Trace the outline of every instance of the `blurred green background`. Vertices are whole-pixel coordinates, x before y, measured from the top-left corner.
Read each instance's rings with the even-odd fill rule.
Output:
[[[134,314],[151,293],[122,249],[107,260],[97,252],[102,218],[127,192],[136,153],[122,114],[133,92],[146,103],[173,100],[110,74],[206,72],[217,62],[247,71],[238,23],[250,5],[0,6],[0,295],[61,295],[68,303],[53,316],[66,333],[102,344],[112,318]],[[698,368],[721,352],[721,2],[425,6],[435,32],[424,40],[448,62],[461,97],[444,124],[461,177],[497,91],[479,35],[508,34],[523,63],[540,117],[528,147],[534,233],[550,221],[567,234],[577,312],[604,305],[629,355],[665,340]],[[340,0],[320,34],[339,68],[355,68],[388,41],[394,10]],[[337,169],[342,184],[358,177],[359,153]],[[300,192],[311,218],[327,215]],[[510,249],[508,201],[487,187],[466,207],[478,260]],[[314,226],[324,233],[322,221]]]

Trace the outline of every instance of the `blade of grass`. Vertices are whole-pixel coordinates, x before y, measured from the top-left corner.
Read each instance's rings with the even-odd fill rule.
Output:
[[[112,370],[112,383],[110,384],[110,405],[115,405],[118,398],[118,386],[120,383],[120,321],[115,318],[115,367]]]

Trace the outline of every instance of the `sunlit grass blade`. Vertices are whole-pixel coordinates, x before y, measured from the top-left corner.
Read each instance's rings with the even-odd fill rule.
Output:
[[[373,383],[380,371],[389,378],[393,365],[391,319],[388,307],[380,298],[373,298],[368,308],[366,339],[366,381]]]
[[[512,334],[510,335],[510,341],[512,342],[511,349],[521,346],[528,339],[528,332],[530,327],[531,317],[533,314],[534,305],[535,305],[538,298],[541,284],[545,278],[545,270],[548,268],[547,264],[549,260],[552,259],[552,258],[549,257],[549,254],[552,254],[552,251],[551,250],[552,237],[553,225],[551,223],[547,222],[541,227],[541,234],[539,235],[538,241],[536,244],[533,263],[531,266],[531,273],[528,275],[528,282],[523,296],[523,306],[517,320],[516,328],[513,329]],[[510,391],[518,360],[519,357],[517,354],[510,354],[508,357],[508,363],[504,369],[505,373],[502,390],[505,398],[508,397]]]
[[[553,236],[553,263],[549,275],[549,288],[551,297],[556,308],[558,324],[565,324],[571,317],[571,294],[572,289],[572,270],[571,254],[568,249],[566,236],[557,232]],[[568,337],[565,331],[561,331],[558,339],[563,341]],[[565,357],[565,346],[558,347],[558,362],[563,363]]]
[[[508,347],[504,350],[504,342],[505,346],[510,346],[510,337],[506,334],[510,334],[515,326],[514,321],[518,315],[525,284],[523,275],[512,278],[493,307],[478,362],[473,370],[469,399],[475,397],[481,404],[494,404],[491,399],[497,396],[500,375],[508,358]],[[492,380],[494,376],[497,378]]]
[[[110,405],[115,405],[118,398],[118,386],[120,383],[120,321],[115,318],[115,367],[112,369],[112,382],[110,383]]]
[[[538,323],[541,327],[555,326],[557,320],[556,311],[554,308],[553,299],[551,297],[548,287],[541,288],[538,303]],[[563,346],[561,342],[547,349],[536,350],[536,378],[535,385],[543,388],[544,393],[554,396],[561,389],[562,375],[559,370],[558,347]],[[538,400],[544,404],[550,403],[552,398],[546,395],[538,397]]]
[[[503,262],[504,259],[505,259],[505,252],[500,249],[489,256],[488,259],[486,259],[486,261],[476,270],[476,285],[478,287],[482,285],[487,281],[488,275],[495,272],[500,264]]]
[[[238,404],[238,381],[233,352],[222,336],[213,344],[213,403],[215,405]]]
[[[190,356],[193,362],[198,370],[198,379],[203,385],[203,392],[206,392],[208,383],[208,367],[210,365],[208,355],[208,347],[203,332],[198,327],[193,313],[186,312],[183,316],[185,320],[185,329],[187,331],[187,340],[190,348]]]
* * * * * * * * *
Task requirements
Copy out the whole listing exactly.

Written solution
Trace the outline of every instance of the `blurred green background`. Vertices are whole-pixel coordinates, x before y, measured from the top-left corner.
Read each instance's rings with the even-odd fill rule.
Output:
[[[134,314],[151,293],[122,249],[107,260],[97,252],[102,218],[127,192],[136,153],[122,114],[133,92],[146,103],[173,100],[110,74],[206,72],[217,62],[247,71],[238,23],[250,5],[0,6],[0,295],[61,295],[68,303],[53,316],[66,333],[102,344],[112,318]],[[698,368],[721,352],[721,2],[425,6],[435,32],[424,40],[448,62],[461,97],[444,124],[461,177],[497,91],[479,35],[508,34],[523,63],[540,117],[528,147],[534,233],[550,221],[567,234],[577,312],[604,305],[629,355],[665,340]],[[340,0],[320,34],[339,68],[355,68],[388,41],[394,10]],[[337,169],[342,184],[358,177],[359,153]],[[300,192],[311,218],[327,215]],[[510,249],[508,201],[487,187],[466,207],[478,260]],[[314,226],[324,233],[322,221]]]

Trace the outline of every instance of the `blade of grass`. Vertices are whole-pixel coordinates, x before y, measured from the top-left corner.
Read each instance's rings with the even-odd fill rule.
Output:
[[[112,370],[112,383],[110,384],[110,405],[115,405],[118,398],[118,386],[120,383],[120,321],[115,318],[115,367]]]

Trace the outline of every instance of the `sunlit grass blade`. Vertices are whole-pixel coordinates, x before y, measured from the top-left corner.
Read each instance's rings with the even-odd fill rule.
Output:
[[[373,383],[380,371],[389,378],[393,365],[391,319],[388,307],[380,298],[373,298],[368,308],[366,339],[366,381]]]
[[[512,334],[510,335],[510,341],[512,342],[511,349],[521,346],[528,339],[528,332],[530,327],[531,317],[533,314],[534,305],[535,305],[538,298],[541,284],[545,278],[545,270],[548,268],[547,264],[549,260],[552,259],[552,258],[549,257],[549,254],[552,254],[552,251],[551,250],[552,237],[553,225],[551,223],[547,222],[541,227],[541,234],[539,235],[538,241],[536,244],[533,263],[531,266],[531,273],[528,275],[528,282],[523,296],[523,306],[517,320],[516,328],[513,329]],[[510,391],[518,360],[519,357],[517,354],[510,354],[508,357],[508,363],[504,369],[505,373],[502,390],[505,398],[508,397]]]
[[[553,236],[553,263],[549,275],[549,288],[551,297],[556,308],[558,324],[565,324],[571,317],[571,294],[572,289],[572,270],[571,254],[568,249],[566,236],[557,232]],[[568,337],[565,331],[561,331],[558,339],[563,341]],[[565,357],[565,346],[558,347],[558,362],[563,363]]]
[[[508,347],[504,350],[504,342],[505,346],[510,346],[510,337],[506,334],[510,334],[515,326],[514,321],[518,315],[525,284],[523,275],[512,278],[493,307],[478,362],[473,370],[469,399],[475,397],[481,404],[494,404],[491,399],[497,396],[500,375],[508,358]],[[492,380],[494,376],[497,378]]]
[[[110,405],[115,405],[118,398],[118,386],[120,383],[120,321],[115,318],[115,367],[112,369],[112,382],[110,383]]]
[[[538,323],[541,327],[555,326],[557,320],[556,311],[554,308],[553,299],[551,297],[548,287],[541,288],[538,303]],[[563,346],[561,342],[547,349],[536,350],[536,378],[535,385],[543,388],[544,393],[554,396],[561,389],[562,375],[559,370],[558,347]],[[538,400],[544,404],[550,403],[552,398],[546,395],[538,397]]]
[[[503,262],[504,259],[505,259],[505,252],[500,249],[489,256],[488,259],[486,259],[486,261],[476,270],[476,285],[478,287],[482,285],[487,281],[488,275],[495,272],[500,264]]]
[[[238,404],[238,381],[233,352],[222,336],[213,344],[213,403],[215,405]]]
[[[190,356],[193,362],[198,370],[198,379],[203,385],[203,392],[206,392],[208,383],[208,367],[210,365],[208,355],[208,347],[203,332],[198,327],[193,313],[186,312],[183,316],[185,320],[185,329],[187,331],[187,340],[190,348]]]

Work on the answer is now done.